▸ Aim
Print the data below line for line, changing nothing.

▸ Given records
Start

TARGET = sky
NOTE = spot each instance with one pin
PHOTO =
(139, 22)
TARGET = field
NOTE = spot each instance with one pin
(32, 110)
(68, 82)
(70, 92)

End

▸ Output of the task
TARGET = sky
NOTE = spot each instance with one pin
PHOTO =
(139, 22)
TARGET = field
NOTE = spot each instance with one pin
(32, 110)
(68, 82)
(70, 92)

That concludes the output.